For historical unvested replaced ADVA stock options, option holders are subject to continued employment through the remaining vesting period. As such, $12.8 million is allocated to the purchase price based on the fair value of the ADVA options immediately before the modification and the pre-combination services provided by the option holder. Post-combination expense based on the fair value of the replacement ADTRAN option and the remaining vesting period is $9.8 million which will be recognized over the remaining vesting period (see Note 6 adjustment J).

 

The detailed calculation of the purchase price is as follows (in millions of USD, except exchange ratio and share price):

 

107


 

Purchase price

Amount
(in millions)

 

ADVA outstanding shares exchanged as of July 15, 2022

 

34.0

 

Fixed exchange ratio

 

0.8244

 

Number of ADTRAN Holdings shares issued

 

28.0

 

ADTRAN Holdings Share price at July 15, 2022

$

20.2

 

     Purchase price paid for ADVA shares

$

565.5

 

Fair value of replacement ADTRAN Holdings stock options attributable to the purchase price

$

12.8

 

     Total Purchase Price

$

578.3

 


The purchase price represents the fair value of the total consideration that was received by ADVA’s shareholders when the business combination was completed on July 15, 2022. In accordance with U.S. GAAP, the fair value of the shares of ADTRAN Holdings stock options issued as part of the consideration was valued immediately before the modification and immediately after the modification using a binomial lattice model.
The pre-combination services provided by the option holder were included as part of the purchase price. (See Note 6 adjustment J for the assumptions used in the binomial lattice model.)

● **Required task 1**
Return the records from the line containing "Mark the track" through the last line of the records, including both, reproduced line for line without any change.

[Data entries]
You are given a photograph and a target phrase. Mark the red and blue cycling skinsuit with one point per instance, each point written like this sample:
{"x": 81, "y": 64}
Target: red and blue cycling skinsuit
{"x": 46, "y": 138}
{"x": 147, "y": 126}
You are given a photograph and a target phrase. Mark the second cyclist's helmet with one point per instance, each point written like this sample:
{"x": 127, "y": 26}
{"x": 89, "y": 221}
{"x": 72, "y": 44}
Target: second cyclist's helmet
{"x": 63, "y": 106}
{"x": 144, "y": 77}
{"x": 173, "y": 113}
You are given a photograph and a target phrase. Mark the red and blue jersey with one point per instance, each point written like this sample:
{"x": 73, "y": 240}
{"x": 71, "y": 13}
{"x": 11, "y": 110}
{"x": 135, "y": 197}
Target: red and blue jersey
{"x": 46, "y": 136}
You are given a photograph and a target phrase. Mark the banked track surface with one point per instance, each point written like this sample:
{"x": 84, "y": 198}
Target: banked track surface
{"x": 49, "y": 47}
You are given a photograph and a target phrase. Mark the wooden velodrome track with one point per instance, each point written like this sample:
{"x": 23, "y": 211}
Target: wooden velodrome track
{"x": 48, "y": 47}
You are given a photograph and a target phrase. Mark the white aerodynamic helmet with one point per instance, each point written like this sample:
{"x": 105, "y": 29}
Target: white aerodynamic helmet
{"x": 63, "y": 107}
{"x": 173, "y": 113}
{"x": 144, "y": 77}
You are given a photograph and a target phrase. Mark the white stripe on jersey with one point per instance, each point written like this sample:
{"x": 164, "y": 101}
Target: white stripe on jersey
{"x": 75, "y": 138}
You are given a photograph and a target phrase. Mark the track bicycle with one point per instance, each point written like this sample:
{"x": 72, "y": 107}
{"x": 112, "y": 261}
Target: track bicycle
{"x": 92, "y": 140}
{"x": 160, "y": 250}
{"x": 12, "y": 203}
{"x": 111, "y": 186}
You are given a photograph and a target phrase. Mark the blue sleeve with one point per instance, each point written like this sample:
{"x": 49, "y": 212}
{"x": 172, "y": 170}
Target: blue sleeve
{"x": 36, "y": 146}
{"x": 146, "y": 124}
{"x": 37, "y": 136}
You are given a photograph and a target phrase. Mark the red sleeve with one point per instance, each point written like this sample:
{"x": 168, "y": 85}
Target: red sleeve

● **Required task 2**
Name each row label in the purchase price table of the excerpt on the ADVA business combination.

● **Task response 1**
You are given a photograph and a target phrase. Mark the track bicycle with one point per instance, each point written like this sample:
{"x": 72, "y": 107}
{"x": 112, "y": 261}
Target: track bicycle
{"x": 92, "y": 140}
{"x": 160, "y": 250}
{"x": 12, "y": 203}
{"x": 111, "y": 186}
You are given a photograph and a target phrase. Mark the blue sleeve with one point per instance, each point written like this sample:
{"x": 49, "y": 212}
{"x": 172, "y": 170}
Target: blue sleeve
{"x": 36, "y": 146}
{"x": 146, "y": 124}
{"x": 37, "y": 136}
You are given a photograph and a target phrase. Mark the red sleeve with one point per instance, each point written like this sample:
{"x": 168, "y": 85}
Target: red sleeve

● **Task response 2**
- ADVA outstanding shares exchanged as of July 15, 2022
- Fixed exchange ratio
- Number of ADTRAN Holdings shares issued
- ADTRAN Holdings Share price at July 15, 2022
- Purchase price paid for ADVA shares
- Fair value of replacement ADTRAN Holdings stock options attributable to the purchase price
- Total Purchase Price